TU TAREA: ¿De qué autor es el soneto que cita el fragmento seleccionado?

FRAGMENTO SELECCIONADO:
Novela
Toque de difuntos
En la melancolía del otoño nos encontramos con los muertos. Día de Difuntos. Sobre las tumbas que aguardan la mano piadosa y un ramillete de compasión desciende la resignada luz de los membrillos. Los cementerios, encerrados en la geometría elemental de tapiales y cipreses, suspenden ahora su clausura. Y allí entra la vida, reivindicada entre los túmulos, buscando el sentido que sólo la muerte puede darle. Así ha sido siempre y en todas las culturas, porque es en el dolor de la ausencia donde se reafirma la pasión por la vida. La civilización brotó al borde de las lápidas, en amable conversación con los difuntos. Somos lo que fueron, seremos lo que son. Es la ley inmutable de los mortales. Sin embargo, hoy nos estorban y su hospitalidad nos causa hastío. Los hemos trivializado en un carnaval barato y grotesco, en una mascarada de fantoches y calabazas que los reduce a zombis de cartón piedra. ¡Uuuuh, qué miedo! Cosa de niños, sí, pero a los cuales ya nadie enseña la forma de recordar y de honrar a quienes nos precedieron con el simple gesto de una mirada que arde de ternura. Ni siquiera nos apremia mostrarles que el amor es más fuerte que la muerte, que «serán ceniza, mas tendrá sentido; polvo serán, mas polvo enamorado». No sabemos lo que hacemos. Al rehusar el diálogo sosegado con los deudos, hecho de silencios más que de palabras, rompemos la cadena del aprendizaje emocional y moral que hace fuerte a una comunidad. Nacemos, vivimos y... ahí se acaba la historia. Ésa es la necia lección de los relativismos que fragmentan el universo espiritual como si fuéramos amebas felices que despachan el dolor del recuerdo en el mismo acto de la cremación. O como mascotas, a las que otorgan más trascendencia incluso que al anónimo viandante. De nada vale, sin embargo, esconder la muerte como si fuera un trámite engorroso, con pólizas e impuestos incluidos. Sin respuestas no se gana el derecho a la esperanza. Sin preguntas no se alcanza el privilegio de la soledad, como en el soneto de José Hierro: «Qué más da que la nada fuera nada/si más nada será, después de todo,/ después de tanto todo para nada». En el temblor de noviembre arde la lumbre de la sangre, los cementerios vuelven a la vida y se brinda con el mosto recién pisado.

Descripciones de regiones en lenguaje natural:
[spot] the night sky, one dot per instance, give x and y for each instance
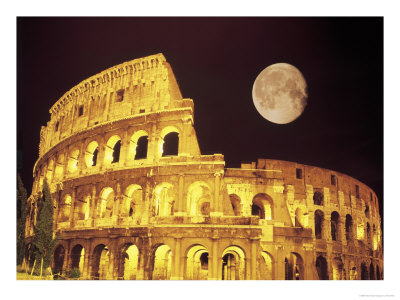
(216, 61)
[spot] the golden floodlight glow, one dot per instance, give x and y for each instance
(135, 198)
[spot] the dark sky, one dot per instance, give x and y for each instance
(216, 61)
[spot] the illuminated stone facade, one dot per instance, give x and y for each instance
(135, 199)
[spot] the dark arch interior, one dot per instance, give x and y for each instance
(94, 158)
(322, 268)
(171, 144)
(116, 151)
(318, 218)
(141, 148)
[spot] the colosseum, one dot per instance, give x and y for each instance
(135, 199)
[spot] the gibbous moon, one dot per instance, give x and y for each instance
(280, 93)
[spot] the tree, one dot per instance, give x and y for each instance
(43, 239)
(21, 220)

RESPUESTA: De José Hierro.